• Goal of the exercise:
Two lines in the data below mark the range: the one with "negative clicks: (14, 69)" and the one with "positive clicks: (350, 37) (252, 42)". Return both, along with every line between them, exactly.

*** Opening of Data extract ***

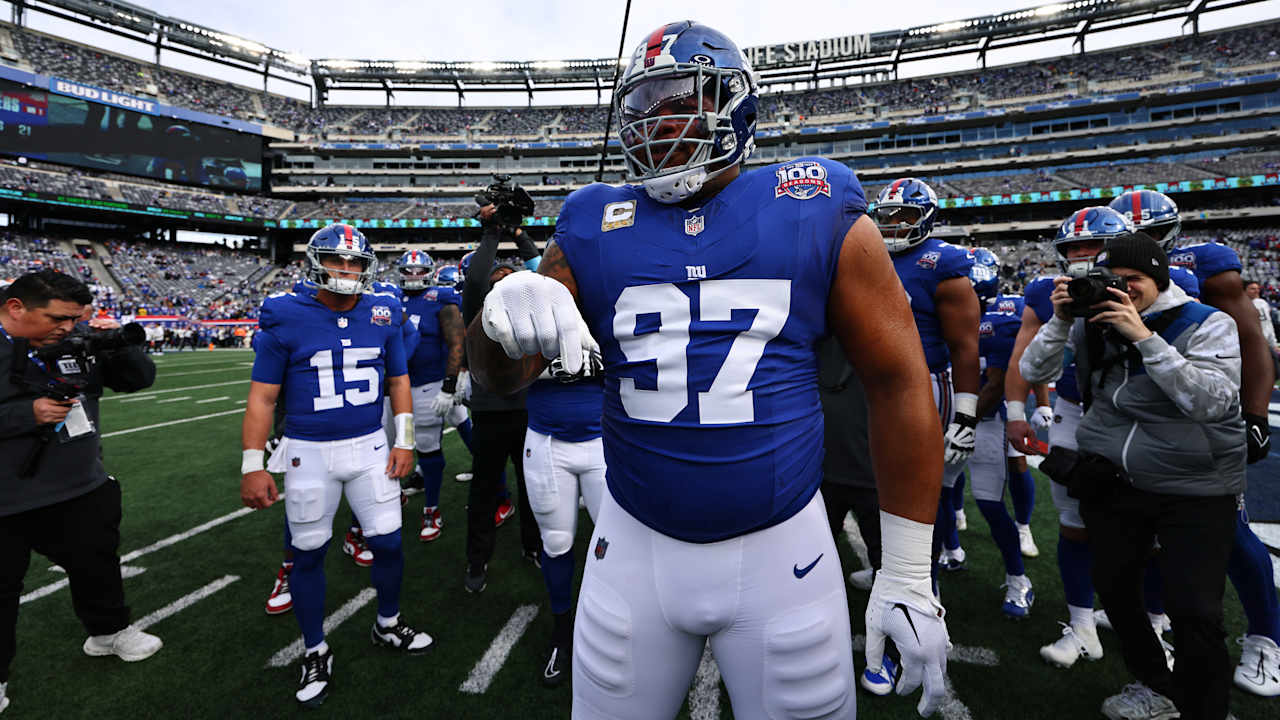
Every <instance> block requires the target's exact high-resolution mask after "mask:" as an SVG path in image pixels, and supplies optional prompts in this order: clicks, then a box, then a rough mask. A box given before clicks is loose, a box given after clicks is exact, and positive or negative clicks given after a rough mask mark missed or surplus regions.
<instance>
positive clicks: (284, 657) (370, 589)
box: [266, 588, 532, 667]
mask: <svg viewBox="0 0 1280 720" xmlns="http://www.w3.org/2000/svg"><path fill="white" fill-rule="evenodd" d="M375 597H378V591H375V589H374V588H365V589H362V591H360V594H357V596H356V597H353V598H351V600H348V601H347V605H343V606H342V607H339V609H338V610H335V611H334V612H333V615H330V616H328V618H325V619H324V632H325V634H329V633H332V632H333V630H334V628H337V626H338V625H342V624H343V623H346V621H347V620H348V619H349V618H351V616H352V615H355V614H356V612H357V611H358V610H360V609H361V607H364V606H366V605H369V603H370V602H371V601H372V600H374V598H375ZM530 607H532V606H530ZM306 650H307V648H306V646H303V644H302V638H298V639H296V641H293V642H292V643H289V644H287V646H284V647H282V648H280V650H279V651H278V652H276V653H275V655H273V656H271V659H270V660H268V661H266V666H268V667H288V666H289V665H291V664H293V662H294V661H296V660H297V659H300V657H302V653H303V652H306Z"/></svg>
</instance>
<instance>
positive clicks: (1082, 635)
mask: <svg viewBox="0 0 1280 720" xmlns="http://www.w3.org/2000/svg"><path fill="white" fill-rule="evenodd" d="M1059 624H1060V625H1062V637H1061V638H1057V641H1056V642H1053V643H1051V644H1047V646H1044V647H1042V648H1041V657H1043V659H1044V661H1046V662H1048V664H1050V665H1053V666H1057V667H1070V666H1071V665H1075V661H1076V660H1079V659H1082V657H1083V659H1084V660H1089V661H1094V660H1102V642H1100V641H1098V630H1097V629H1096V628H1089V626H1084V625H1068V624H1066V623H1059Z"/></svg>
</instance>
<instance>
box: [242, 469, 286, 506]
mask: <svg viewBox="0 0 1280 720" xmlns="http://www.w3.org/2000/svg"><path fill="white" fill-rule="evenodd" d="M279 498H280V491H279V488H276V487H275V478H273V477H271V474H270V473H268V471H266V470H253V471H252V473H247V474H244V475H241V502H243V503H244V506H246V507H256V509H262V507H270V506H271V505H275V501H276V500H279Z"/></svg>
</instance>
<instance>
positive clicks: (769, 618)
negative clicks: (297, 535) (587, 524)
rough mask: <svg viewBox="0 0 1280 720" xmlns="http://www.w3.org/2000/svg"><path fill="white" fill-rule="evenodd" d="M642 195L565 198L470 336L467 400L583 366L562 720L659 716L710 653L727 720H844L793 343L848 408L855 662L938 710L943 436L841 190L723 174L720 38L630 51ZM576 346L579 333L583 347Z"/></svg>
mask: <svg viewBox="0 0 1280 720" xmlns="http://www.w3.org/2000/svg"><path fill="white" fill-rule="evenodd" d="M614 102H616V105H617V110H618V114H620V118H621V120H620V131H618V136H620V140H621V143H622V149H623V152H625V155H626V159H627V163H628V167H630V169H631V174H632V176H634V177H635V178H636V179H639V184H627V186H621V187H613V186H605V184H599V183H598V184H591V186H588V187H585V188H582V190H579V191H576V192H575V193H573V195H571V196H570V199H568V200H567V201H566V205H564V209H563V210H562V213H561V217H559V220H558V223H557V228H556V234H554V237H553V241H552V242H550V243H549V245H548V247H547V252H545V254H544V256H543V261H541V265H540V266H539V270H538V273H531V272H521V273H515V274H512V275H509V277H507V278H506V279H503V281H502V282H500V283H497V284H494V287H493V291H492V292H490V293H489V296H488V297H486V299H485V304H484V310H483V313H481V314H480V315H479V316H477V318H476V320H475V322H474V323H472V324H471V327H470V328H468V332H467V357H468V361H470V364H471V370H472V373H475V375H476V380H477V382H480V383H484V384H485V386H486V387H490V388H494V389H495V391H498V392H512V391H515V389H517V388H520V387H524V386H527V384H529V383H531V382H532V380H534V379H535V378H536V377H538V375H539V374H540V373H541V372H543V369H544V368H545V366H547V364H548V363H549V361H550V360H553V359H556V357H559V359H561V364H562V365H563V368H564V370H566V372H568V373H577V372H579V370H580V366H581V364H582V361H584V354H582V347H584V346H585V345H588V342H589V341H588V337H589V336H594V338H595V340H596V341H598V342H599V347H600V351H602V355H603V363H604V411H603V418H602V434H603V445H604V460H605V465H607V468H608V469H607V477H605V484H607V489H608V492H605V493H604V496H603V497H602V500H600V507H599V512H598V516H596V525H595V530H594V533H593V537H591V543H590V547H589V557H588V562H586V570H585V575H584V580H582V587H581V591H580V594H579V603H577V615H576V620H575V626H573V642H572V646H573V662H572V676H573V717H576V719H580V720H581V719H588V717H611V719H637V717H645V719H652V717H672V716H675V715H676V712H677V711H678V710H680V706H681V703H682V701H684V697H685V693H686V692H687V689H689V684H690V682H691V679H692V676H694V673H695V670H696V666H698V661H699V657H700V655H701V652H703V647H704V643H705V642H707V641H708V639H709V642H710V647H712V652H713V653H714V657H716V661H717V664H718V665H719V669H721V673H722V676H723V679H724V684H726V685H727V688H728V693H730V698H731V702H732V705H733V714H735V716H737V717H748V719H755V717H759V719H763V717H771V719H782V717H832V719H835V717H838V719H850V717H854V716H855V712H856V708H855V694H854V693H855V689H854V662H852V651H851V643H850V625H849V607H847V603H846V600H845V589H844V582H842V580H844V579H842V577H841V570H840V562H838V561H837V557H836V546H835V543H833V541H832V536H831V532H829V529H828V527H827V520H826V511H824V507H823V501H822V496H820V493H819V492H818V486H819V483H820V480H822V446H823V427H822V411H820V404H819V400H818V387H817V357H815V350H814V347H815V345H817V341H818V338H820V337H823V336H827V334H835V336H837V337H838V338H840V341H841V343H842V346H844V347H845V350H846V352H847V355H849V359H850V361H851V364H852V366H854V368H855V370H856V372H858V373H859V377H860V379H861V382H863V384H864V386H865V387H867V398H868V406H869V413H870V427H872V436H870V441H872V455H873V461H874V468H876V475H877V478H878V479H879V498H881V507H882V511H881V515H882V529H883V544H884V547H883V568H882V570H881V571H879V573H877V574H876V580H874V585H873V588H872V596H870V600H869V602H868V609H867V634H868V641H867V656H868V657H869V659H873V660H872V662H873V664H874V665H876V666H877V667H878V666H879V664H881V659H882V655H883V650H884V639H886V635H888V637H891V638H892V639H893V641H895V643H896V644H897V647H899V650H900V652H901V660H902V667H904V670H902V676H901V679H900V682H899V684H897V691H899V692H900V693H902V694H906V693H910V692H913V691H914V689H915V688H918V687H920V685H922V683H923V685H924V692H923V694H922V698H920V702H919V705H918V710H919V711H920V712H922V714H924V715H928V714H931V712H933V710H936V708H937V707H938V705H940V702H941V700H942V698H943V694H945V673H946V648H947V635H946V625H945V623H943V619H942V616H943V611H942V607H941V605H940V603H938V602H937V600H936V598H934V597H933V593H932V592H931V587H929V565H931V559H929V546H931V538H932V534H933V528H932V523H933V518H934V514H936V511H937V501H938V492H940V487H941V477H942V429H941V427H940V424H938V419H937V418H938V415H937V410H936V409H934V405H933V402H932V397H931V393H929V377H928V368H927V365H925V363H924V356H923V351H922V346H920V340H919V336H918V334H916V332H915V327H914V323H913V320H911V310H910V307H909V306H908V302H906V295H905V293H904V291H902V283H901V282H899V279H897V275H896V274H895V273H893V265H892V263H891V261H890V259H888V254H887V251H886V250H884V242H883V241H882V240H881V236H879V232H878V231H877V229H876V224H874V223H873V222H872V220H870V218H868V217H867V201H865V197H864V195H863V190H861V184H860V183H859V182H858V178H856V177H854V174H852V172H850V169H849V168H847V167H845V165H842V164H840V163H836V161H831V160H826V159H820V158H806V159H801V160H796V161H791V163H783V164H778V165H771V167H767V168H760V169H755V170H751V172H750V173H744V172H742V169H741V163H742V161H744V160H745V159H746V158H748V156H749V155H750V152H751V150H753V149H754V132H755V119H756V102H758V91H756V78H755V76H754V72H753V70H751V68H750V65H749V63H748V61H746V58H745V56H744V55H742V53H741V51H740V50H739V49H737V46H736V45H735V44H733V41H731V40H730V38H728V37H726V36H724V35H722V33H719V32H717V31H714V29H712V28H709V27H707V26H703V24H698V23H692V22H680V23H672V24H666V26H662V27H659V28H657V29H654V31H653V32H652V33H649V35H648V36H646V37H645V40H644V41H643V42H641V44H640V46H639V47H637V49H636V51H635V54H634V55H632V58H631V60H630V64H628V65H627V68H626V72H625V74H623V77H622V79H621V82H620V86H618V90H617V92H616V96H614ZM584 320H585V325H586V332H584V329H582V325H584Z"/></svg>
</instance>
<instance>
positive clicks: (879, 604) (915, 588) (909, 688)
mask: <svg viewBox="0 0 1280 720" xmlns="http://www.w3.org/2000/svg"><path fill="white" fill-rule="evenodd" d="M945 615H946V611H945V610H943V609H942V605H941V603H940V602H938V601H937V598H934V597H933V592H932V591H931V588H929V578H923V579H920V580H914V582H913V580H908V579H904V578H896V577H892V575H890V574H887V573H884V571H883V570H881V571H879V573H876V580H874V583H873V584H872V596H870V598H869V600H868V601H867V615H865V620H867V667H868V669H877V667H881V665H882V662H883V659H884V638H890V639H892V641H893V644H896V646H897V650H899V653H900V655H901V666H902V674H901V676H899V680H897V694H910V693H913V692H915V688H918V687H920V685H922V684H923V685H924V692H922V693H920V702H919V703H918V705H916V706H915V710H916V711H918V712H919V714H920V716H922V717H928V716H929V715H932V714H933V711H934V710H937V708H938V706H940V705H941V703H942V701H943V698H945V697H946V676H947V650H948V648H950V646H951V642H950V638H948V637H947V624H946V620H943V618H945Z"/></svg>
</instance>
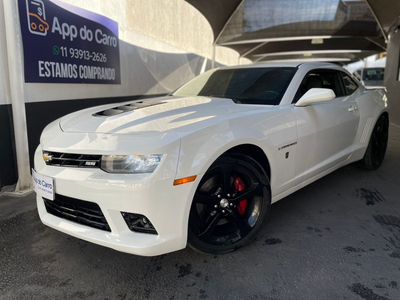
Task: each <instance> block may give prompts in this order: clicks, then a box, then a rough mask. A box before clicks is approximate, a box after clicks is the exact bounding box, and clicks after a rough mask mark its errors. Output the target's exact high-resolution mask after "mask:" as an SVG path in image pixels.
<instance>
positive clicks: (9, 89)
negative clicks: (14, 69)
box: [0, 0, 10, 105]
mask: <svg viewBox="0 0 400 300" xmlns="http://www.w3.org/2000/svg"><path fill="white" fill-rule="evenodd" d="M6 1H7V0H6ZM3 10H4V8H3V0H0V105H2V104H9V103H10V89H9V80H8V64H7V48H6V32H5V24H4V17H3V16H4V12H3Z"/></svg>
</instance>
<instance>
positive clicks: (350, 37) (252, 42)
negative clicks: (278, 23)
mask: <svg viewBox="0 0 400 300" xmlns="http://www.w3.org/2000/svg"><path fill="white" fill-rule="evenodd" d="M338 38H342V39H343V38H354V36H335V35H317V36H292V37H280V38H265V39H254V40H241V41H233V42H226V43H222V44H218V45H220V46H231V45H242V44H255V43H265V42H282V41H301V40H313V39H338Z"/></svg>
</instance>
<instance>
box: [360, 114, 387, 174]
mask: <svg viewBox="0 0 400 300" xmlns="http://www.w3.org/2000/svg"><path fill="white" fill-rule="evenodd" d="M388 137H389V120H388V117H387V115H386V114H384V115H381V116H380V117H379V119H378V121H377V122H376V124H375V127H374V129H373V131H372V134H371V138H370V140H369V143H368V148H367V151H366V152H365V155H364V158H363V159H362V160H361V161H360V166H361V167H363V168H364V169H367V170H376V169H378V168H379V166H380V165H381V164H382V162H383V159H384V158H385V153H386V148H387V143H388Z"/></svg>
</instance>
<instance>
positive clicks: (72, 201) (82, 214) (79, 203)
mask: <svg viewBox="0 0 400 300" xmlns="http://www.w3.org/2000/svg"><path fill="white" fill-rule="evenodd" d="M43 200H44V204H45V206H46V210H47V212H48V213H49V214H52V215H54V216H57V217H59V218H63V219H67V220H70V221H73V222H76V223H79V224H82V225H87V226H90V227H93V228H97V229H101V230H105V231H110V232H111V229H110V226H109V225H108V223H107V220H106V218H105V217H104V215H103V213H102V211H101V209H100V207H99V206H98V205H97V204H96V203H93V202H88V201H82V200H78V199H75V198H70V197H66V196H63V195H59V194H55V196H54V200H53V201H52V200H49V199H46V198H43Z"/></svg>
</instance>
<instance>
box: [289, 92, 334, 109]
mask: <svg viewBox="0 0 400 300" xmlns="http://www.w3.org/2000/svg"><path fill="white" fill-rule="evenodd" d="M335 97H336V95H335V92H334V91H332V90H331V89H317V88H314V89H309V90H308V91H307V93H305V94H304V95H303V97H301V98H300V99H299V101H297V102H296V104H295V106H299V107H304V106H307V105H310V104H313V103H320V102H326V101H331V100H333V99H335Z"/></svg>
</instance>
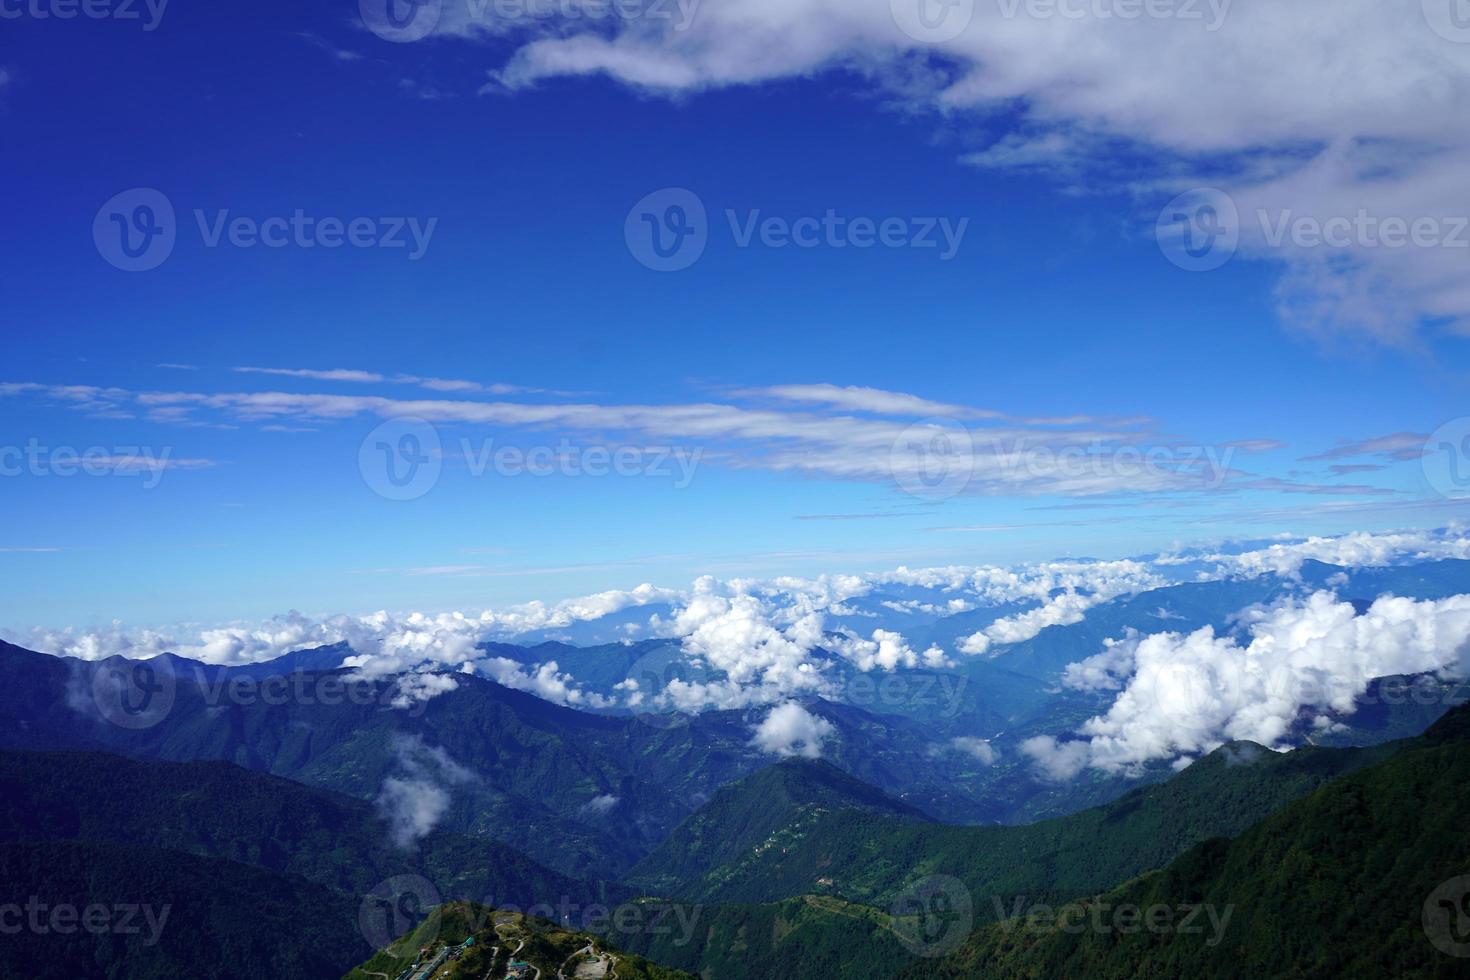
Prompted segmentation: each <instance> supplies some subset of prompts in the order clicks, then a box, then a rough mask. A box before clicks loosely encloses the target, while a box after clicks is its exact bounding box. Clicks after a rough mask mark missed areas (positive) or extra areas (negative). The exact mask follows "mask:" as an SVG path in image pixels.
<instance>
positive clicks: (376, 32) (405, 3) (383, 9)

*** Close of Data extract ***

• Solution:
negative clicks: (14, 69)
box: [0, 0, 10, 105]
mask: <svg viewBox="0 0 400 300" xmlns="http://www.w3.org/2000/svg"><path fill="white" fill-rule="evenodd" d="M6 1H7V0H6ZM3 10H4V8H3V0H0V105H2V104H9V103H10V89H9V80H8V64H7V48H6V32H5V24H4V17H3V16H4V12H3Z"/></svg>
</instance>
<instance>
positive clicks: (350, 37) (252, 42)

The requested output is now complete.